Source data
_ _ _ _ _ _ _

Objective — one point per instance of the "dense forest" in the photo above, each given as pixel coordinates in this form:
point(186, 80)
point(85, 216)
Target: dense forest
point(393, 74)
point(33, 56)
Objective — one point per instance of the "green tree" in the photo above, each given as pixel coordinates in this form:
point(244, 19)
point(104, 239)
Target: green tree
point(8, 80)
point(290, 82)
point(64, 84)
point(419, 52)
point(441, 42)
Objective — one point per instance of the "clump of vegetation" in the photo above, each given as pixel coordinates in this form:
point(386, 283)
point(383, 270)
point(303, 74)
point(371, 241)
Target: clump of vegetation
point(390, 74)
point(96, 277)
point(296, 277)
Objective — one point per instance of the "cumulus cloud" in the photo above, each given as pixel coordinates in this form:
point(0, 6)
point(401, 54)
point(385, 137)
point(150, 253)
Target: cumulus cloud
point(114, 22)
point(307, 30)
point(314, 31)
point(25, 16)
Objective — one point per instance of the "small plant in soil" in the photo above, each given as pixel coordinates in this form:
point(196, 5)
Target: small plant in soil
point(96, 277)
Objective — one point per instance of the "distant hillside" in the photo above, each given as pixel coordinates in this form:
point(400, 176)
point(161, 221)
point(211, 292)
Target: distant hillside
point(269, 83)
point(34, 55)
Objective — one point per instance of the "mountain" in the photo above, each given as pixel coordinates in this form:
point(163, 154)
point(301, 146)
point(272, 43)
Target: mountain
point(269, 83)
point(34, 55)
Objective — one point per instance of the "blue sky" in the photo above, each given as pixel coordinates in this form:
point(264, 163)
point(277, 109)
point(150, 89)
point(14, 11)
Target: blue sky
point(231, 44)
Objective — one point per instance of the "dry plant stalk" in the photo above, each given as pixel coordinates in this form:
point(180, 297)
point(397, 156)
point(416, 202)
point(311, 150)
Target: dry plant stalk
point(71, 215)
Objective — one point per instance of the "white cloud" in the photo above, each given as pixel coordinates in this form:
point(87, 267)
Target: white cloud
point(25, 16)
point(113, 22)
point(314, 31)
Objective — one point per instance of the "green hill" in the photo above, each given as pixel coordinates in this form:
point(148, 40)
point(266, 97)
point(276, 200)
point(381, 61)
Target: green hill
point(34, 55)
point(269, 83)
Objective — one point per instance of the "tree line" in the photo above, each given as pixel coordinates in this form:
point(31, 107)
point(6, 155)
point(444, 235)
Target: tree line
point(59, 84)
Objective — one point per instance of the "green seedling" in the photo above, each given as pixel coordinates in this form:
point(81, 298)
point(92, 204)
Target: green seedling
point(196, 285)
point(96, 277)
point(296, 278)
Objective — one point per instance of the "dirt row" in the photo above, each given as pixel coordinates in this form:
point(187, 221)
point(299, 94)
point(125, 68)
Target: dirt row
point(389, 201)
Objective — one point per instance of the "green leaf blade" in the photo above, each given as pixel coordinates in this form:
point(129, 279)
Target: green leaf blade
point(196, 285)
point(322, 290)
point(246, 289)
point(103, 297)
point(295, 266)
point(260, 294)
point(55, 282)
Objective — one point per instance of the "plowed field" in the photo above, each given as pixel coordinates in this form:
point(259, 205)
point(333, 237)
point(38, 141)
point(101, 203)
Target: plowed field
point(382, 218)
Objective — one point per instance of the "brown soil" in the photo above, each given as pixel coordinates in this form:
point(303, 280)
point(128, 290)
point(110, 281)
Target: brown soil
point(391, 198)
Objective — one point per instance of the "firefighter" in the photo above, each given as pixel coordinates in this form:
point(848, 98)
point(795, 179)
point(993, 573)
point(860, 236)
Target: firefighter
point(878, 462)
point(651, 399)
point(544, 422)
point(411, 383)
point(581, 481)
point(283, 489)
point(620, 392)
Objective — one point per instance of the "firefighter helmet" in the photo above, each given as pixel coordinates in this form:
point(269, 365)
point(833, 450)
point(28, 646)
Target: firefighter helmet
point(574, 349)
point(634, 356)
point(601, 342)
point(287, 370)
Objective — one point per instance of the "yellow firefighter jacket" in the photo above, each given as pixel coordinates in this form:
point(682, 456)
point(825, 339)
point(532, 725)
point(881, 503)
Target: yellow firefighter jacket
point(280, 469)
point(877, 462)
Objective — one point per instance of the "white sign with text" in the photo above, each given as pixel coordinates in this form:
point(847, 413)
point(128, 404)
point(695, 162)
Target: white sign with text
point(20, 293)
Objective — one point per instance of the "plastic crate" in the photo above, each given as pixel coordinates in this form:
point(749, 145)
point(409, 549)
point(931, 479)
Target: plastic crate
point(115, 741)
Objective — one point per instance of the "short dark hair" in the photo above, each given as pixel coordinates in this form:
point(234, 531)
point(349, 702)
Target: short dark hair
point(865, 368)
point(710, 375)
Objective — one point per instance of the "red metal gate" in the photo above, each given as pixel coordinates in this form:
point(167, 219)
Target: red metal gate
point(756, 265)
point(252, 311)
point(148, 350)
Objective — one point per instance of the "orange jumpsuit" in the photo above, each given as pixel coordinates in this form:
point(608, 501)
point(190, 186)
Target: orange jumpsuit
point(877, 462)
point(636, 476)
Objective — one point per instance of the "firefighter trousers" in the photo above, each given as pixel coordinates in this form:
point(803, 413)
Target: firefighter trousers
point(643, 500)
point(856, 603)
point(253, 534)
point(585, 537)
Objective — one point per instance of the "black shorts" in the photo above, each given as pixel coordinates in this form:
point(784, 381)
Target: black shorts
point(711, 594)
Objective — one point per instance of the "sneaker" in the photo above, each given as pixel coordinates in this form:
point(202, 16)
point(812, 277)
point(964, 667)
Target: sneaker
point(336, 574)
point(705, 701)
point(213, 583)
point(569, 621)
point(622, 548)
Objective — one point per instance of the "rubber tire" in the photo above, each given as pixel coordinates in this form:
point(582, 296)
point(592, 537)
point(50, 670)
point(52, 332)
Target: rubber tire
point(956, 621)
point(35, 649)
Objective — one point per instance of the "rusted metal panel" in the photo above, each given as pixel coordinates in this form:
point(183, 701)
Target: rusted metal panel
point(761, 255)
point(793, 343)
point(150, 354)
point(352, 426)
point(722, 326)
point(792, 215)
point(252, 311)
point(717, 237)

_ _ _ _ _ _ _

TASK DETAILS ▸
From the first line of the data above through the line containing "point(104, 239)", repeat each line exactly, and add nothing.

ANSWER FOR THE TASK ▸
Objective — one point per instance of the "dense forest" in the photo above, each given as pixel coordinates in this form:
point(186, 80)
point(85, 216)
Target: dense forest
point(393, 74)
point(33, 56)
Objective — one point per instance of the "green tree" in the photo above, each given as pixel coordinates in this form:
point(244, 19)
point(104, 239)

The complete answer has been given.